Start of Block

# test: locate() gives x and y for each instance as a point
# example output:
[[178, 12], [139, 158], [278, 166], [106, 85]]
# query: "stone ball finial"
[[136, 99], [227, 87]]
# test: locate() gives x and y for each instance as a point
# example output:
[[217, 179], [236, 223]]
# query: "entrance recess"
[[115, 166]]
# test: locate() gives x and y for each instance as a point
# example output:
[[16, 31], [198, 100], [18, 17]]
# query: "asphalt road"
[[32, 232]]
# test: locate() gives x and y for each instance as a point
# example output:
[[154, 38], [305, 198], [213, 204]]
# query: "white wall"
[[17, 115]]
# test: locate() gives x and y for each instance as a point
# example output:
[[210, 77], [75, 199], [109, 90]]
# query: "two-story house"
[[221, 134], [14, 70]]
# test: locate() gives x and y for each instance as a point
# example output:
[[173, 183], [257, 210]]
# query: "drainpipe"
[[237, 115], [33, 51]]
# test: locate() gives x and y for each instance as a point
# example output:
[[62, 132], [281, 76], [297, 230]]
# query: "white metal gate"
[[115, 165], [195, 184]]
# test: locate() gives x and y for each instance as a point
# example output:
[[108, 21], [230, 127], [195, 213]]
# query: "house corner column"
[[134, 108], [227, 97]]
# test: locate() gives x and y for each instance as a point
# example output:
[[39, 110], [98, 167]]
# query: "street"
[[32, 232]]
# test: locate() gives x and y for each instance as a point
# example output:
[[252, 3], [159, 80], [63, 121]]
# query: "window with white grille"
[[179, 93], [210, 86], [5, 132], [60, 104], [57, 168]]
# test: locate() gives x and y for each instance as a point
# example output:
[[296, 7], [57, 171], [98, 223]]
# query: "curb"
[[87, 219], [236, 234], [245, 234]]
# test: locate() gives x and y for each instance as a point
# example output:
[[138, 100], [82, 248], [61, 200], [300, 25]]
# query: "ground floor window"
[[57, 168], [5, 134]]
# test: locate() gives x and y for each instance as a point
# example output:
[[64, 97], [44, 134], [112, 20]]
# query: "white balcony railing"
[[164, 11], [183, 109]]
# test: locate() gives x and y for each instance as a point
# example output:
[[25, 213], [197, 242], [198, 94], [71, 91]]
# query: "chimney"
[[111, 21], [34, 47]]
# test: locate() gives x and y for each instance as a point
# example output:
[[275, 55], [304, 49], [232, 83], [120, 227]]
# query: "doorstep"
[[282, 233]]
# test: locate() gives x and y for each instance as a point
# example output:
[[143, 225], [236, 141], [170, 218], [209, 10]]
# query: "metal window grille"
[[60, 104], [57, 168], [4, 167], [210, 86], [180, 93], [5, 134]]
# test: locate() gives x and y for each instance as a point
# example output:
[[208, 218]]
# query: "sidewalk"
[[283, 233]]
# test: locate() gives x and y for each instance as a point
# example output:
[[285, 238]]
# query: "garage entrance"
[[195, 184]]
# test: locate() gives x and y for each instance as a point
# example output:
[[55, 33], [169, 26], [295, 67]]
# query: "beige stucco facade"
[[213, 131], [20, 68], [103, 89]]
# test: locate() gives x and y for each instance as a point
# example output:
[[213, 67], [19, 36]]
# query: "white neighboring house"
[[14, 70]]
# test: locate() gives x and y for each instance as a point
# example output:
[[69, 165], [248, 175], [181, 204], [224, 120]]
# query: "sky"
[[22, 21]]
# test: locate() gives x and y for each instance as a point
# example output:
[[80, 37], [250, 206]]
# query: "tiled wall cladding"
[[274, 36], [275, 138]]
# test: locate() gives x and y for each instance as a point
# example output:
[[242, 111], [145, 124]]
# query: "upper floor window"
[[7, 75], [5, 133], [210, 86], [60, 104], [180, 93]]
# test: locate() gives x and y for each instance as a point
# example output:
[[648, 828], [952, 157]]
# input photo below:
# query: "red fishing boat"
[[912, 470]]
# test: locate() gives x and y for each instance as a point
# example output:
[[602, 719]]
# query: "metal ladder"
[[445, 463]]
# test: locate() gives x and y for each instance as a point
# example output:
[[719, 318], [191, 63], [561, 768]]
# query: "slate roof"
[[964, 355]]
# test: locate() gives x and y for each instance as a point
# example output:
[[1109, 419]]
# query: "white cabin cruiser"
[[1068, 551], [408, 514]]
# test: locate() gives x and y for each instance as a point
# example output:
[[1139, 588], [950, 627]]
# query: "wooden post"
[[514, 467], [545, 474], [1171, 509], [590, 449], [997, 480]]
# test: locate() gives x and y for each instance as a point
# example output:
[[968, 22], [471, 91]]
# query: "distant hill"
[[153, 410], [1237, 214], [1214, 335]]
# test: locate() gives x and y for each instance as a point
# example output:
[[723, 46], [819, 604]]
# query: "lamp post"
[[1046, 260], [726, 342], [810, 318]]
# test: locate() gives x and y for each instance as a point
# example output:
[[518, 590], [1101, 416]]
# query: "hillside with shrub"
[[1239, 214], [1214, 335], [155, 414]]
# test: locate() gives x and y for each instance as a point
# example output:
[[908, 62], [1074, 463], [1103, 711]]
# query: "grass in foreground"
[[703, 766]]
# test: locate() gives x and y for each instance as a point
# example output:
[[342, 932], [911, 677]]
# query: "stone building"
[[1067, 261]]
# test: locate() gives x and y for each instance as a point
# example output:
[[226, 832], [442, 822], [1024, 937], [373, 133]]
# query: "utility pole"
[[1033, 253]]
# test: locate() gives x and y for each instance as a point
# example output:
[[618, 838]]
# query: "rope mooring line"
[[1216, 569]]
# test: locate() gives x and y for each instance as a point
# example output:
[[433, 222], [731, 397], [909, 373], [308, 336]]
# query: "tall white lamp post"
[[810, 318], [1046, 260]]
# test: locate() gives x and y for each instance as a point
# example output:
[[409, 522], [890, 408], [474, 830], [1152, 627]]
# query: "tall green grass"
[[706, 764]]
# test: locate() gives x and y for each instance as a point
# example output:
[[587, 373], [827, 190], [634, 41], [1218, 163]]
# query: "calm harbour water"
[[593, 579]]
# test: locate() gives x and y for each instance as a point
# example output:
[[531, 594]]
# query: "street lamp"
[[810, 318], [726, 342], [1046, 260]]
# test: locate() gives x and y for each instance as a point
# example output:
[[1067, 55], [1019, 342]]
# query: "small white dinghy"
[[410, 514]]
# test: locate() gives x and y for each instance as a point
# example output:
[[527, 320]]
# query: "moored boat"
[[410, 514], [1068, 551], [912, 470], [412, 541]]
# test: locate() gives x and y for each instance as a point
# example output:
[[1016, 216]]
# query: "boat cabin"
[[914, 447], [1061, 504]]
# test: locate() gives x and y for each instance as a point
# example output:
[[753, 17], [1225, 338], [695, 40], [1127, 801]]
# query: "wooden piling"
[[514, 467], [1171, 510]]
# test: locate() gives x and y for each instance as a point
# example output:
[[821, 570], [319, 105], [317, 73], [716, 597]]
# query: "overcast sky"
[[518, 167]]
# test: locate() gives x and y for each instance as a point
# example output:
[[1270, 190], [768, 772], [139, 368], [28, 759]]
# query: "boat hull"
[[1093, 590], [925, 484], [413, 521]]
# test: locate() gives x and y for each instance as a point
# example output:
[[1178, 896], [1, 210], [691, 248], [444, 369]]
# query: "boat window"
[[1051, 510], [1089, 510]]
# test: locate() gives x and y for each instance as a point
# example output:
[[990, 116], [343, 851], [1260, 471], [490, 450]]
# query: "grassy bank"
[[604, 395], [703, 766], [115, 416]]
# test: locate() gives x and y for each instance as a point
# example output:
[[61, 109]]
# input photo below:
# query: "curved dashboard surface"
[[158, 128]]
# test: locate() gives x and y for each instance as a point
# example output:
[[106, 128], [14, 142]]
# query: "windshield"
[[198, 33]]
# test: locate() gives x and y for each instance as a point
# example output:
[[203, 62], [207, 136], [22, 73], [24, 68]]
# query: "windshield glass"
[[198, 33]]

End of Block

◆ Work item
Reproduce exactly the lines from the one with "[[753, 17], [1225, 338], [695, 40], [1127, 801]]" through the end of the entries above, both ends included.

◆ Solution for this task
[[753, 17], [1225, 338], [695, 40], [1127, 801]]
# query: "wooden piling"
[[514, 467], [1171, 510]]
# test: locate() gives x and y for each instance as a point
# example output:
[[821, 570], [319, 105], [317, 73], [716, 597]]
# query: "overcast sky"
[[518, 167]]
# test: locate() gives x and y for each instance as a point
# example output:
[[1270, 190], [768, 772], [139, 368], [28, 759]]
# query: "boat hull"
[[1093, 590], [925, 484], [413, 521]]
# test: locate() gives x and y for each instance as a point
# example output:
[[1178, 896], [1, 210], [691, 248], [444, 369]]
# query: "boat window"
[[1051, 510], [1089, 510]]
# test: locate() gives x and y for each instance as a point
# example output:
[[990, 116], [343, 851], [1260, 471], [490, 450]]
# query: "grassy bank"
[[604, 395], [703, 766], [115, 416]]
# test: locate() gives x and y for each instance as a point
# example output:
[[61, 109]]
# input photo below:
# query: "curved dashboard surface"
[[158, 128]]
# test: locate() gives x and y for each instance as a point
# example output:
[[106, 128], [14, 142]]
# query: "windshield"
[[198, 33]]
# test: locate() gives x and y for each instance as a point
# example output:
[[203, 62], [207, 136], [22, 73], [24, 68]]
# query: "windshield glass"
[[198, 33]]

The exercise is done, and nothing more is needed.